[WHAT THE TASK ASKS] Gather every line in the records below that contains the word "skirt", and copy each such line in full.
───── RECORD LIST
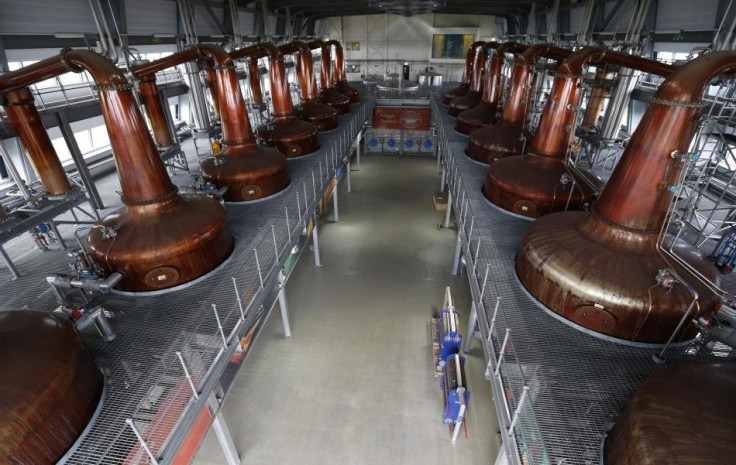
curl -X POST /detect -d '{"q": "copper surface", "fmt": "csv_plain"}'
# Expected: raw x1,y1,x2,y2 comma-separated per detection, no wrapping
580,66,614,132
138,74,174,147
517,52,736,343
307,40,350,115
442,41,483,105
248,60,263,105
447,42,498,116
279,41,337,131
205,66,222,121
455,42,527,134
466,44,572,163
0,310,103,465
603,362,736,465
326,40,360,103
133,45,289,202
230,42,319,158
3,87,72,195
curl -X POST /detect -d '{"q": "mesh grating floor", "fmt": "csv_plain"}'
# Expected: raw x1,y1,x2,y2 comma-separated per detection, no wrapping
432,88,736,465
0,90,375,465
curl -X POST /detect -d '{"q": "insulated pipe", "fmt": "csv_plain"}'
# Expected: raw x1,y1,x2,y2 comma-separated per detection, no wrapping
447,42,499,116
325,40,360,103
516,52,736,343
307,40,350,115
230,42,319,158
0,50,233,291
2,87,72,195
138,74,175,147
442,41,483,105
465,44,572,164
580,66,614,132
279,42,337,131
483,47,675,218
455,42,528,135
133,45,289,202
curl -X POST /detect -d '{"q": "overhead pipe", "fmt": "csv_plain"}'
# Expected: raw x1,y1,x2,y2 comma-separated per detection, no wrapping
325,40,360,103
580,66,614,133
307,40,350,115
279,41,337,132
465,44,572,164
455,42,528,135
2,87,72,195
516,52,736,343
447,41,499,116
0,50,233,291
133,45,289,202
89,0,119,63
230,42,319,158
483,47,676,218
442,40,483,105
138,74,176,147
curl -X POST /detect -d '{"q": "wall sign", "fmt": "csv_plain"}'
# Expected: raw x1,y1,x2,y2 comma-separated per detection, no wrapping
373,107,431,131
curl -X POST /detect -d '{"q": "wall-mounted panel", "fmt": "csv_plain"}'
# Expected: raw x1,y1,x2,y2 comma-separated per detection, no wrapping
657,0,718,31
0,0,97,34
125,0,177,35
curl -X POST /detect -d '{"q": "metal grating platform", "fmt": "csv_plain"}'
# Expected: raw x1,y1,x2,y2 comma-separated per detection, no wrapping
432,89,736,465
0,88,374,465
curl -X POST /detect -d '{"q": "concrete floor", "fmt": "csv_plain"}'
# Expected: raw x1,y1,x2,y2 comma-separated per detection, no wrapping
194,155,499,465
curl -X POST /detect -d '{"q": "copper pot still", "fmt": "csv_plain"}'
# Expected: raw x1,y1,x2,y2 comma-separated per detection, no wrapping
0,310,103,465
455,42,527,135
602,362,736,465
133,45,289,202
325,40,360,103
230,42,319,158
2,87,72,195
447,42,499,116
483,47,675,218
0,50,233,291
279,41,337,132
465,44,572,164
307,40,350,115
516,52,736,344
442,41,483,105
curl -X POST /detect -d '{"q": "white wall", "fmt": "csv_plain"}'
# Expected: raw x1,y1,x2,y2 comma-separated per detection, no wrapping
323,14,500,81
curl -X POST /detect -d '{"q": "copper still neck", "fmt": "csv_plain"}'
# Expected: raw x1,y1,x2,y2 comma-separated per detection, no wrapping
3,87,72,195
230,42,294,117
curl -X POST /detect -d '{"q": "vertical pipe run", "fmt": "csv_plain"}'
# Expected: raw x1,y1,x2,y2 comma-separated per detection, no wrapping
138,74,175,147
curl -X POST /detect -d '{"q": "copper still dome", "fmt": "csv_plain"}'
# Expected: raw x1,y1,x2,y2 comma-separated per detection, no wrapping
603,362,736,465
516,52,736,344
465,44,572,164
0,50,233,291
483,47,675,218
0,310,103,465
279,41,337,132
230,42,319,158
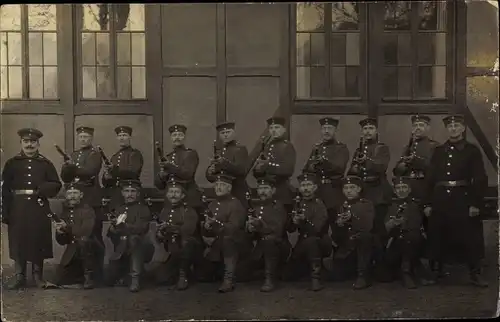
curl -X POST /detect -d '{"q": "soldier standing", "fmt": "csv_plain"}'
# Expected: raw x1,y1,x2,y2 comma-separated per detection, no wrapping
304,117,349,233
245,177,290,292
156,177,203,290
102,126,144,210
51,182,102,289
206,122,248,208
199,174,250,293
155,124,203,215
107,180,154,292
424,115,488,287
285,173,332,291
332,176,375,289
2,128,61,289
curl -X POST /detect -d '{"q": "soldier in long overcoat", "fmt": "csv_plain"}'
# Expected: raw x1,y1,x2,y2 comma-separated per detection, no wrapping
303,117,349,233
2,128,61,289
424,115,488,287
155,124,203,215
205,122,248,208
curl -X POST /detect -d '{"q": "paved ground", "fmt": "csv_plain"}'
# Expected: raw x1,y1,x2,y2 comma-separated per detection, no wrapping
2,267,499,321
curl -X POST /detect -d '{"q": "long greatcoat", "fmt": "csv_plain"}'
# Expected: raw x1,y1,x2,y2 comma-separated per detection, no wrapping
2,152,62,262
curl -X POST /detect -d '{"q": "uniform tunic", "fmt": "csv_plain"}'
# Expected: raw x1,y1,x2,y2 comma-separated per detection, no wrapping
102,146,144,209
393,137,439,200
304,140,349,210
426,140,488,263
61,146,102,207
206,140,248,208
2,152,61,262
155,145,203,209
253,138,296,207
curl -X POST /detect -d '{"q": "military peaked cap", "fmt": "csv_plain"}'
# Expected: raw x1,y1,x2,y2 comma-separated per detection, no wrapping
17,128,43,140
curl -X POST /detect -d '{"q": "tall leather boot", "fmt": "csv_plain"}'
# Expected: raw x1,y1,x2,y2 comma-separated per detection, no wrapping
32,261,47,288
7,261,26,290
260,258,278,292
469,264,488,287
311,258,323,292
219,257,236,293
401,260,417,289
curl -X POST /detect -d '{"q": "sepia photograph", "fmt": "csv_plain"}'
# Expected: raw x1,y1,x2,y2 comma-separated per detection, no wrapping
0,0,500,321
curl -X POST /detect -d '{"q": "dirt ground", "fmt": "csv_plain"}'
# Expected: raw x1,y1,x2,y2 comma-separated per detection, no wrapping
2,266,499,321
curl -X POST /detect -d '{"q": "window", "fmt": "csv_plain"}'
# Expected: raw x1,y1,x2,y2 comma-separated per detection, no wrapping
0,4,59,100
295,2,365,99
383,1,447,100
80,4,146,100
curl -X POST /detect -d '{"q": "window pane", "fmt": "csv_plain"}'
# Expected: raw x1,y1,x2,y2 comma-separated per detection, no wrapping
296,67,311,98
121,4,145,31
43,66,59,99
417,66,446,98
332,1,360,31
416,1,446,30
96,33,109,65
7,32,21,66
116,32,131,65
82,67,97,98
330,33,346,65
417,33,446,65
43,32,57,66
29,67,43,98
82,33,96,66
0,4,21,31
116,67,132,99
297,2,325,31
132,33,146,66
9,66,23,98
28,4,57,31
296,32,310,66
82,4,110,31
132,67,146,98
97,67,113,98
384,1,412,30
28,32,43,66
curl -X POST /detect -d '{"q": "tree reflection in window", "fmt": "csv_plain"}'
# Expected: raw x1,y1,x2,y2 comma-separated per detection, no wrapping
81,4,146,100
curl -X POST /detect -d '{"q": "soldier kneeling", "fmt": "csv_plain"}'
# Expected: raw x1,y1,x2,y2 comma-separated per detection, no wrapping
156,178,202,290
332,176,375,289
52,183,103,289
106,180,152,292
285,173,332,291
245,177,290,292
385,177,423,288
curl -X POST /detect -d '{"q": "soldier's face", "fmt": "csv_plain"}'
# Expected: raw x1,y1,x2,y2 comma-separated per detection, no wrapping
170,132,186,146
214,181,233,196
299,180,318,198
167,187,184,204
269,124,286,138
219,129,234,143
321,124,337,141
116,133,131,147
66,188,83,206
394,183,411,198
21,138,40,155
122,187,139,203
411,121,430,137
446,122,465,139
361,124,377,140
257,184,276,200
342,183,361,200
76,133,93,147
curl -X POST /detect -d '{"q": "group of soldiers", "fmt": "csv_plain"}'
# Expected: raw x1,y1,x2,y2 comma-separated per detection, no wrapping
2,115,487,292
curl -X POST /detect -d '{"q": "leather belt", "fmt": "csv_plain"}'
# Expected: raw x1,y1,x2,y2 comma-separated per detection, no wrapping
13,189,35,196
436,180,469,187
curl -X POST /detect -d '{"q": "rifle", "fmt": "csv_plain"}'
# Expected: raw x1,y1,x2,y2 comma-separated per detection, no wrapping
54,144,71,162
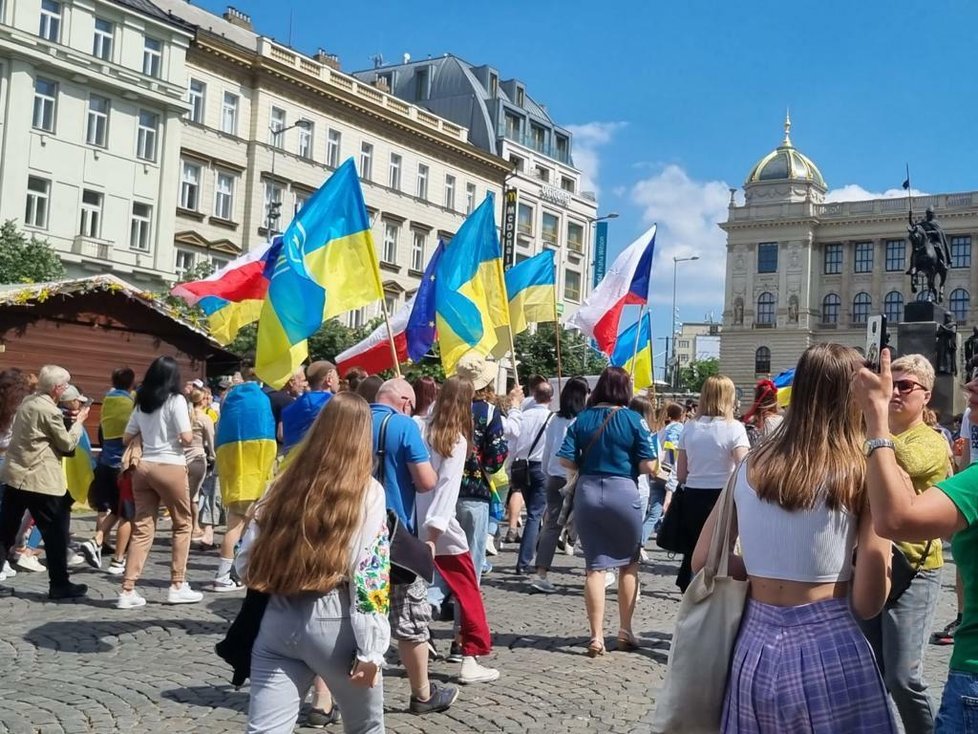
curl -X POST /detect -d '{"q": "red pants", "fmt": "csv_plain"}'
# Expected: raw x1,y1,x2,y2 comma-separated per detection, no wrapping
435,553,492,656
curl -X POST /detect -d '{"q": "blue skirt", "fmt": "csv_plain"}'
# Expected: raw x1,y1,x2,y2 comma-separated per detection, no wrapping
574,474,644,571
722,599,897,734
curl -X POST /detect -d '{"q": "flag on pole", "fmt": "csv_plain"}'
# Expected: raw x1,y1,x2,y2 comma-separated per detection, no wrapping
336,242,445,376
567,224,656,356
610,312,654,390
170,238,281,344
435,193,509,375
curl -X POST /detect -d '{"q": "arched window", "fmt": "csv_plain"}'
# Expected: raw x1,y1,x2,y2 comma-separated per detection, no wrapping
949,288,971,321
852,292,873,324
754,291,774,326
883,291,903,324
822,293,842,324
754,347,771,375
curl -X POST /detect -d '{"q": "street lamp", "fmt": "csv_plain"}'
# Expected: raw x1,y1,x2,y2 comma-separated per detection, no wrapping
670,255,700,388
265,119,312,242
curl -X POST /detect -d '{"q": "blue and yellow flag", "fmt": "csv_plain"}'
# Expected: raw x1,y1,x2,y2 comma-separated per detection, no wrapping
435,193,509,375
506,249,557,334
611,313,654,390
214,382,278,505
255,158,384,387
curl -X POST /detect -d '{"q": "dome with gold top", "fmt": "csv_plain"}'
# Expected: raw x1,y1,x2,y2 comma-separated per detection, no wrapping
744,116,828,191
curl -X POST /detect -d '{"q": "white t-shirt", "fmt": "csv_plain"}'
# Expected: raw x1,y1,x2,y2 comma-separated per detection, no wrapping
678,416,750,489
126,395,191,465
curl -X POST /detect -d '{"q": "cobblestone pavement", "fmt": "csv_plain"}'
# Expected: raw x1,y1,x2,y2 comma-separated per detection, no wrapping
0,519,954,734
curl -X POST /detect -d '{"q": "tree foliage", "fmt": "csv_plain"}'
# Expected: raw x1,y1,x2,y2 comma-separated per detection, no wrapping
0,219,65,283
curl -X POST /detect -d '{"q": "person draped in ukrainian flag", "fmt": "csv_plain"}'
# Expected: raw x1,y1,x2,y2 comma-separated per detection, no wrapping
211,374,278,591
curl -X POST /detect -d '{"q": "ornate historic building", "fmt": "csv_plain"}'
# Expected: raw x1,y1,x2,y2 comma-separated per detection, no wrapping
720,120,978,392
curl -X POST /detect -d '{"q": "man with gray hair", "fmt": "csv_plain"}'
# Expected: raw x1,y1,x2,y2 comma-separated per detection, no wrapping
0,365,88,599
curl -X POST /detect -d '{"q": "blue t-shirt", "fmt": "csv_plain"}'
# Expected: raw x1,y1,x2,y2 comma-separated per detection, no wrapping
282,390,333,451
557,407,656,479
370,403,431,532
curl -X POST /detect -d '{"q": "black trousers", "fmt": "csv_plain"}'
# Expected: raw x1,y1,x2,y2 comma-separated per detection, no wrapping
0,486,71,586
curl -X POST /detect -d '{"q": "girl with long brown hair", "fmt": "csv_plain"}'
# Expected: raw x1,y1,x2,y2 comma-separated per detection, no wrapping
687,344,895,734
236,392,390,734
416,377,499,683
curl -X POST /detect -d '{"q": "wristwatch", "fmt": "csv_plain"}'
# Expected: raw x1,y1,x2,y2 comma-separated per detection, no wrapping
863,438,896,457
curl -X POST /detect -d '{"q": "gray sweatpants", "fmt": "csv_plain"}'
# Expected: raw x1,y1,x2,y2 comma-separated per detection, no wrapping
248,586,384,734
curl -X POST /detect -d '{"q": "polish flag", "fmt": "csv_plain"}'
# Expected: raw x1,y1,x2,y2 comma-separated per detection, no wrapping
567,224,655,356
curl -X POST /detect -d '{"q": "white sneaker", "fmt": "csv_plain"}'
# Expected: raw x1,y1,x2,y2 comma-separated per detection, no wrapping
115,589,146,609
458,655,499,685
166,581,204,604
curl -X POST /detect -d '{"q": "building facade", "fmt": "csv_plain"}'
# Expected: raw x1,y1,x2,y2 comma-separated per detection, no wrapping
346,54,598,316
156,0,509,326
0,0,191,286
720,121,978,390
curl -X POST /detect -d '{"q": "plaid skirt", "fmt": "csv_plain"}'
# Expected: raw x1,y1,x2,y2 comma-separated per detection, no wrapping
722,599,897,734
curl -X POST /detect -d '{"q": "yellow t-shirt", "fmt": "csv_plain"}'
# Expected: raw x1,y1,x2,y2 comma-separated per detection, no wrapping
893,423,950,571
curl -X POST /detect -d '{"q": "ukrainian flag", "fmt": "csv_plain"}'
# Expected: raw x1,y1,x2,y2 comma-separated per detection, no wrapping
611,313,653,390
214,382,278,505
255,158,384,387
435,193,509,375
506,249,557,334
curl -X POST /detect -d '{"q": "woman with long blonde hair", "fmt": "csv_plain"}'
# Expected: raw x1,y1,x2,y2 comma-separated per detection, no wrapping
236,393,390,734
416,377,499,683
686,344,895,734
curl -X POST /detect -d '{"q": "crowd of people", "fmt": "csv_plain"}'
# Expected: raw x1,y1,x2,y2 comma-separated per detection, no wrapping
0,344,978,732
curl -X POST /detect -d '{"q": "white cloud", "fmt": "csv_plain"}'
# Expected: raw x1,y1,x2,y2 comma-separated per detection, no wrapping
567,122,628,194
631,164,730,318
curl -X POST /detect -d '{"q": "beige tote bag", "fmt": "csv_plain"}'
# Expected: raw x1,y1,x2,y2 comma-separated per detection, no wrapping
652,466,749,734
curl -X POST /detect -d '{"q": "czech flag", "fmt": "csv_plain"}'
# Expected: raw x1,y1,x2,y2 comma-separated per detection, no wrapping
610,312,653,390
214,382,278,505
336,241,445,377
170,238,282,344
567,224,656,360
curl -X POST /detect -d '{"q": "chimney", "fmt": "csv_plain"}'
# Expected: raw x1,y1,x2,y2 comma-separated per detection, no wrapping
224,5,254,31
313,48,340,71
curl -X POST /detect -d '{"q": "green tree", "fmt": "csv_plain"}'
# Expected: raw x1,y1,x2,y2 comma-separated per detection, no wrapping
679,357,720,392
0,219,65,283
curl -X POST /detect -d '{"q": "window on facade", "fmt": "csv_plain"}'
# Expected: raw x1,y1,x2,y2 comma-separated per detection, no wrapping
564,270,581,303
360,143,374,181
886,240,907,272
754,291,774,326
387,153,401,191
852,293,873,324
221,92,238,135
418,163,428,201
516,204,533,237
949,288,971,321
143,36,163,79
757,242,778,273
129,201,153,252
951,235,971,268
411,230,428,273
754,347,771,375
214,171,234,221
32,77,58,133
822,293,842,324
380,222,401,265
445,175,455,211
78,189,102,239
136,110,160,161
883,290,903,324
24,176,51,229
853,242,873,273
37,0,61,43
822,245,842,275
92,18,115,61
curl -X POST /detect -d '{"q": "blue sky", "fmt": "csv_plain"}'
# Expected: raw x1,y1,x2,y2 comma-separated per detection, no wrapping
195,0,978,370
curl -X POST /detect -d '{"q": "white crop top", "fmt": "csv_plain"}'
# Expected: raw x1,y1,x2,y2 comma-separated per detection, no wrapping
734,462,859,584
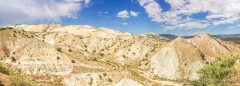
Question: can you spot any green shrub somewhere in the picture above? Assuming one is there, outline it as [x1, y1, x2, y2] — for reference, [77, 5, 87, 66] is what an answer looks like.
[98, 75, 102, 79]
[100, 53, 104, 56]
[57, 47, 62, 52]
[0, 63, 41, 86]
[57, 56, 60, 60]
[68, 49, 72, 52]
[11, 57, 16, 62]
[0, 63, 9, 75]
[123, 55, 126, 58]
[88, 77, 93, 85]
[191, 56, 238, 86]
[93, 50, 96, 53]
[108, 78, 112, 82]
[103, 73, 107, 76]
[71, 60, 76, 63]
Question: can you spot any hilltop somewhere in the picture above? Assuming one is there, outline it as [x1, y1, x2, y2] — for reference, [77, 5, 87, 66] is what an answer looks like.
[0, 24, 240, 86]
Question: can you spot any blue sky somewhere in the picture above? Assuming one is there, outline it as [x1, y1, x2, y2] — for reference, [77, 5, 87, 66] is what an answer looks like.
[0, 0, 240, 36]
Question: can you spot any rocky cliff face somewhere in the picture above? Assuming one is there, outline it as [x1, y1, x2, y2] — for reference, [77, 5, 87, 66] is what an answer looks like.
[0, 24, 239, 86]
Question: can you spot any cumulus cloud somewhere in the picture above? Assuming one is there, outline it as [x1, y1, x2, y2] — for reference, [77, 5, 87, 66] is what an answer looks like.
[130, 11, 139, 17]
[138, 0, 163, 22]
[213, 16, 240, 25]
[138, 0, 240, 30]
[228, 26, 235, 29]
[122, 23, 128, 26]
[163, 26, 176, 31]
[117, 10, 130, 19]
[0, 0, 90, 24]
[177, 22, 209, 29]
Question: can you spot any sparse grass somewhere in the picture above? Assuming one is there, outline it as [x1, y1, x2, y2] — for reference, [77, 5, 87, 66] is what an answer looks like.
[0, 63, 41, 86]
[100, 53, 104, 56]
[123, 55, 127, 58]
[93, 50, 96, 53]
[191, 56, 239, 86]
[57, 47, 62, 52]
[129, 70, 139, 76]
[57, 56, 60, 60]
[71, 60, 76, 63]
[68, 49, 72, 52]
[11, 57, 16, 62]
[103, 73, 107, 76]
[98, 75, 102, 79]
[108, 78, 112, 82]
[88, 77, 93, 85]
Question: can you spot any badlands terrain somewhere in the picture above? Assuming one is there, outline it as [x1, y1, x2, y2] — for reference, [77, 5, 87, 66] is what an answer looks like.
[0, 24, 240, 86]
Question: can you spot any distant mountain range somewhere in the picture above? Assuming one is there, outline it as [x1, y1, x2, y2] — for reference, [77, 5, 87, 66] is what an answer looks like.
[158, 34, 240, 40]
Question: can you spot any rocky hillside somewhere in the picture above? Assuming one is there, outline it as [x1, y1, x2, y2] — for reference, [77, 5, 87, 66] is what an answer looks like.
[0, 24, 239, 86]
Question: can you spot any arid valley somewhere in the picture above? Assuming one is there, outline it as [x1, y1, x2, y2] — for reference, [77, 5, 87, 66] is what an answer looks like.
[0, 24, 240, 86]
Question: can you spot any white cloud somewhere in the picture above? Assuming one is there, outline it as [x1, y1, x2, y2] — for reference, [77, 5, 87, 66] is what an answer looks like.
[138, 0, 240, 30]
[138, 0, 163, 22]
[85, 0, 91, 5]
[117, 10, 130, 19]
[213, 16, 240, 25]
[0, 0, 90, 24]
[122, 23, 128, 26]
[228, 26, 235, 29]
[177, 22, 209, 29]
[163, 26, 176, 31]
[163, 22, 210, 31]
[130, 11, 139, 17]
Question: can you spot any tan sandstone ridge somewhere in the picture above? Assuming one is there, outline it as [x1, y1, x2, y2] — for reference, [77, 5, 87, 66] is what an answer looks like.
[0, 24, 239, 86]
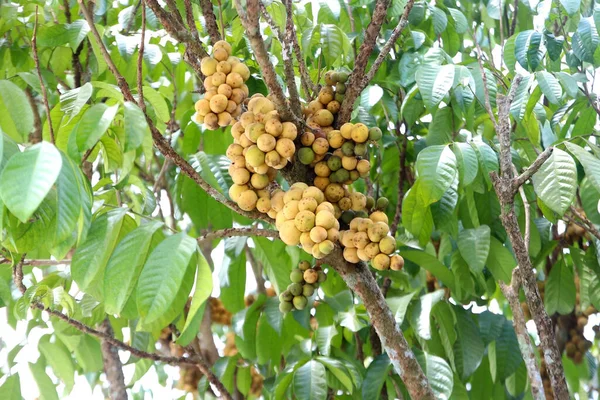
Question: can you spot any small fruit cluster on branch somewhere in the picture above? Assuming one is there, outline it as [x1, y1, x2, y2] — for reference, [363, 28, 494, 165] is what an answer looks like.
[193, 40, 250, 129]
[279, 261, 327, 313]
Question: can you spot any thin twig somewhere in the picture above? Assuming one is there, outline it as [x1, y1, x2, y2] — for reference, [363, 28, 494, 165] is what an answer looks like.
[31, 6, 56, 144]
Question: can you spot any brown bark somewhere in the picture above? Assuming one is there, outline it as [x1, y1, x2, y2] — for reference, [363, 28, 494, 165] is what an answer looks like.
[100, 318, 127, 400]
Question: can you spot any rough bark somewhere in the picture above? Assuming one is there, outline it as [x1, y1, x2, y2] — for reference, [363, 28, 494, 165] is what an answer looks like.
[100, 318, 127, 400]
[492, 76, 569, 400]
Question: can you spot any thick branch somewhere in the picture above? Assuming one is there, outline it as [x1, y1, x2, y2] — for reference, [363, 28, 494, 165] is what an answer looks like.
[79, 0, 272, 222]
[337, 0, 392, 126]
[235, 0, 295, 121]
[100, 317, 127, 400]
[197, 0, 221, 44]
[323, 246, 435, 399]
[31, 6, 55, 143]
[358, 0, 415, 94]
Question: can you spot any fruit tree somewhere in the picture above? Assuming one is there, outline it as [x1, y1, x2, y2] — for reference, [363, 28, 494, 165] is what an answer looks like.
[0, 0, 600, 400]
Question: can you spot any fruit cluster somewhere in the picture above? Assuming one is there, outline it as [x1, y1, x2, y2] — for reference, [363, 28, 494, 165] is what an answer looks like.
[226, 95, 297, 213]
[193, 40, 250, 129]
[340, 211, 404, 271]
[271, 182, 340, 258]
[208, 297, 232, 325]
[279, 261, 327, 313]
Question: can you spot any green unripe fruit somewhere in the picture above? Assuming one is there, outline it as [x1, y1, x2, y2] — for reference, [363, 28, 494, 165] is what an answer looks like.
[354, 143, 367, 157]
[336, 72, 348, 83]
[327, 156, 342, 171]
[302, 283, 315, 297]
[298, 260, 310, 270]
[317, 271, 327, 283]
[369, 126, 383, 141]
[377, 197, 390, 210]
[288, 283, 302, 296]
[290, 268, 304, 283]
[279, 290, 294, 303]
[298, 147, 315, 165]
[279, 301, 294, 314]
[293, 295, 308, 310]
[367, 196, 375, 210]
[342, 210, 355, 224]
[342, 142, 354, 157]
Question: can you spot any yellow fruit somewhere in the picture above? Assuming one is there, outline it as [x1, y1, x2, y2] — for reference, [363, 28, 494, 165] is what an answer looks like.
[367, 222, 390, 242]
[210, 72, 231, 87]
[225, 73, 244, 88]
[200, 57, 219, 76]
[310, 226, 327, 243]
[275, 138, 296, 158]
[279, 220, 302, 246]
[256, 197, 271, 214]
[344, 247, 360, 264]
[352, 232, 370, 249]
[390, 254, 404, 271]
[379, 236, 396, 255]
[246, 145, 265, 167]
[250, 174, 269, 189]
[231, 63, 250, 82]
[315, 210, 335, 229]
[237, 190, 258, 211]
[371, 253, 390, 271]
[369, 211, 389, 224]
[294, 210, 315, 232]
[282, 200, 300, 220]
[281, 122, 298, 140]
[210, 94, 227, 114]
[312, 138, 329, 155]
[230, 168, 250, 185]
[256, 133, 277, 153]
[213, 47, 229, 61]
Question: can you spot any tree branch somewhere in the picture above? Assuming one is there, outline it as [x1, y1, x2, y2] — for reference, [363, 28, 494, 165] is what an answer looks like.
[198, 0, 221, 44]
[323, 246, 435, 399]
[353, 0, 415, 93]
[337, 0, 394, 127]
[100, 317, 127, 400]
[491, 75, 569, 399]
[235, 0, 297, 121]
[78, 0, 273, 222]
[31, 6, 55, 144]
──────────
[OUTPUT BELOW]
curl -X POST /detect -d '{"q": "blue skirt", "fmt": "csv_plain"}'
curl -X POST /detect -d '{"q": "plaid skirt", "fmt": "csv_plain"}'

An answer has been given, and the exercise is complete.